• [Instruction]
Locate every line in the rows below that contains the word "dark", and copy each of those lines.

• [Data excerpts]
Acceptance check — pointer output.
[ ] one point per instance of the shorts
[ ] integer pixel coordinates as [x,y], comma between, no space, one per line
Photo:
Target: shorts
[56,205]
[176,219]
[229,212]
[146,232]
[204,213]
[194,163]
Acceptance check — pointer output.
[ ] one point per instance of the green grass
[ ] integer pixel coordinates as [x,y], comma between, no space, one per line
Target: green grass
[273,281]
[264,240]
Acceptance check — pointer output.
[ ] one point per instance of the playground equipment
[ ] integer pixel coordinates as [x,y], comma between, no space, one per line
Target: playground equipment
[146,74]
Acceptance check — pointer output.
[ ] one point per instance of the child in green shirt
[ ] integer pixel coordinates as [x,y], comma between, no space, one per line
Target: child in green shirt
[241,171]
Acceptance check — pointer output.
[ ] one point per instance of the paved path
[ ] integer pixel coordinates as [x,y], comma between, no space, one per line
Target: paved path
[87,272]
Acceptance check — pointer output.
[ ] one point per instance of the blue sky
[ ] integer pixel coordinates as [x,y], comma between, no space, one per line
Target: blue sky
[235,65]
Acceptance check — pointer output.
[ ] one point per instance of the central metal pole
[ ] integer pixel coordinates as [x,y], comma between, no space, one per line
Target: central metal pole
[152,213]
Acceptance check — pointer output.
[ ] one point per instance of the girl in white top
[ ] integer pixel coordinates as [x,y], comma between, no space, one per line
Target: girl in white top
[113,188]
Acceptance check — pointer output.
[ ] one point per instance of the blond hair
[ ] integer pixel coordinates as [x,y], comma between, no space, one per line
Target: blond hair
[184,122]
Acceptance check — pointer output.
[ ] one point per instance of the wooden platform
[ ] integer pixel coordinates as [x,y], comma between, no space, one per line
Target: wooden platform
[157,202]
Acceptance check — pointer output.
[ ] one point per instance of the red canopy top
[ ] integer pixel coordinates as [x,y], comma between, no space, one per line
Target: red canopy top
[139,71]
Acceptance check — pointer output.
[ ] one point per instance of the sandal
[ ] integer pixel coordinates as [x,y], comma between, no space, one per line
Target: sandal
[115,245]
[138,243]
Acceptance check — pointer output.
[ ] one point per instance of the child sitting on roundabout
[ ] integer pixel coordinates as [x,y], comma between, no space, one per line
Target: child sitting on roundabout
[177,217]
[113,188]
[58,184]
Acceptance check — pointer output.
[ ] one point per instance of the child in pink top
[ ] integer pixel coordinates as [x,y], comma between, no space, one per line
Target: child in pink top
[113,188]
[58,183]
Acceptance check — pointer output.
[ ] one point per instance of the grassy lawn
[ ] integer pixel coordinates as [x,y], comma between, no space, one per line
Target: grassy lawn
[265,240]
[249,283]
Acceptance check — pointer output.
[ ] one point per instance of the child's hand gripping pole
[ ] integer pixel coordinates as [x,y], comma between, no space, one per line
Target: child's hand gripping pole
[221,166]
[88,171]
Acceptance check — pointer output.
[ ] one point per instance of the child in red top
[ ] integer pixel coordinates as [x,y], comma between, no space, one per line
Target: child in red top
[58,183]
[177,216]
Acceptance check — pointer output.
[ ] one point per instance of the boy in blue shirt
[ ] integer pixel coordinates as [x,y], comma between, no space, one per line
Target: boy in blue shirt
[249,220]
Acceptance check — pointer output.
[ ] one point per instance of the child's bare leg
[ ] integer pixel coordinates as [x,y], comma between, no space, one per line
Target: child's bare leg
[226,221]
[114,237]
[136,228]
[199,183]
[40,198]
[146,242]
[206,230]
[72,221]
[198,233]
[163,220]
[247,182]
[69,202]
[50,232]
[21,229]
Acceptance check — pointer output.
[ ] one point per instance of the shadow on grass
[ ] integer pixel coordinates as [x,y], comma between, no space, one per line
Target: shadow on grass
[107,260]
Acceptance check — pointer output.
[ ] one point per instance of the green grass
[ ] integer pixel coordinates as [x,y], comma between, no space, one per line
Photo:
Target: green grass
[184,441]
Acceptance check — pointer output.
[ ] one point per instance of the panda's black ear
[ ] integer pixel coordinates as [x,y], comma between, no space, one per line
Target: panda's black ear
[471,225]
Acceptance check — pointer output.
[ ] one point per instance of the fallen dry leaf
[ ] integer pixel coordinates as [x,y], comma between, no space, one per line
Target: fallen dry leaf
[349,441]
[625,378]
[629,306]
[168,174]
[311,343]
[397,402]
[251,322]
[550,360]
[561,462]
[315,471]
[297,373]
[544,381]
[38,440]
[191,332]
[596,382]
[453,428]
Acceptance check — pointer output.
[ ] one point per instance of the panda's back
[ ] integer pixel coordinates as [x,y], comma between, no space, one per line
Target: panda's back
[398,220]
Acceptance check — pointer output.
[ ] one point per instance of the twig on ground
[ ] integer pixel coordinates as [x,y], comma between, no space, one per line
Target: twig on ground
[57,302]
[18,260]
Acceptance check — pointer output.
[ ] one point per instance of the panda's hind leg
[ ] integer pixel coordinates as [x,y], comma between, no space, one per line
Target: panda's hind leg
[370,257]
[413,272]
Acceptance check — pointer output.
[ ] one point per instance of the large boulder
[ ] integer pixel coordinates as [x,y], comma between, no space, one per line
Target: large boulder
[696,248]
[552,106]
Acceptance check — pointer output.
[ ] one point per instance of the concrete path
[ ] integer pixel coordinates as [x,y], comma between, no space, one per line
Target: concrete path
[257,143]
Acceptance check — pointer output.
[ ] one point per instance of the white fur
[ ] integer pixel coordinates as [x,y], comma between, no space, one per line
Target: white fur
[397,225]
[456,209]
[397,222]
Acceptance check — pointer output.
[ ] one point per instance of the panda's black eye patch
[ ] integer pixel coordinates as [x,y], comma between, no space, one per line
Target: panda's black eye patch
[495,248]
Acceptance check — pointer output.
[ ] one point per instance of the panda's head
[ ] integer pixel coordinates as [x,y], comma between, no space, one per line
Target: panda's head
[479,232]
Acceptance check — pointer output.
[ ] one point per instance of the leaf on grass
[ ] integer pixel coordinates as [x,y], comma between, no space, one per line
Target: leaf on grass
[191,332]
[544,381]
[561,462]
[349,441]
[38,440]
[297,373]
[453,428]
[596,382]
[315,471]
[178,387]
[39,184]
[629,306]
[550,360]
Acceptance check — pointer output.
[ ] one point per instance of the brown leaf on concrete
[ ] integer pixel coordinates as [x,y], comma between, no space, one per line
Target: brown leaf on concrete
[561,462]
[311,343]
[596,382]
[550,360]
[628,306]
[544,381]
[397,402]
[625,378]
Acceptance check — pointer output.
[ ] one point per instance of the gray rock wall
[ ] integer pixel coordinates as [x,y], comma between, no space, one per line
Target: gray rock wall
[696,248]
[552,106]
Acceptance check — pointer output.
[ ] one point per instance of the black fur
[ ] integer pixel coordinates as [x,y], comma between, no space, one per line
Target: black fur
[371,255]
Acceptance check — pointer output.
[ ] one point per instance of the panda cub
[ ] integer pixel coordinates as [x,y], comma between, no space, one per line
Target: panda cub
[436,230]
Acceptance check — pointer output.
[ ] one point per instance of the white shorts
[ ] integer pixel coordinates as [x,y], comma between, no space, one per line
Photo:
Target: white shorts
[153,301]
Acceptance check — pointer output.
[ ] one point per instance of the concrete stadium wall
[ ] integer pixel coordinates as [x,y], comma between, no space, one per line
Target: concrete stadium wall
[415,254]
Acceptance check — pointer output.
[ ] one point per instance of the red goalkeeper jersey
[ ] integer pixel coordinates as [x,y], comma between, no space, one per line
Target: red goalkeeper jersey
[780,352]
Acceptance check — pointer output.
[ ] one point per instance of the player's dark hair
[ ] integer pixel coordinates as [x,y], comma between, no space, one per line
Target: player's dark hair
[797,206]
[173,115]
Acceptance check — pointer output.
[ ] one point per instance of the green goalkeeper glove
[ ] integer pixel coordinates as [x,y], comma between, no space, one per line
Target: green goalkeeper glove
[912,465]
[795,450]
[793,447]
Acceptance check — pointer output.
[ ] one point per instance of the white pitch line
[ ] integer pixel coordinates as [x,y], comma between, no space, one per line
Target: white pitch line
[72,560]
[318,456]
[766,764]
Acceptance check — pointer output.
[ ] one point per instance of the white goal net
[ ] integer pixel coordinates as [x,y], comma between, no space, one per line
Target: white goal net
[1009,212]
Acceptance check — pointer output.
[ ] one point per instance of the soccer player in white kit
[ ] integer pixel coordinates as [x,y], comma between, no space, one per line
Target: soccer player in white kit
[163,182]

• [The reply]
[ ] one point per instance of the player's dark hair
Target: player's dark hair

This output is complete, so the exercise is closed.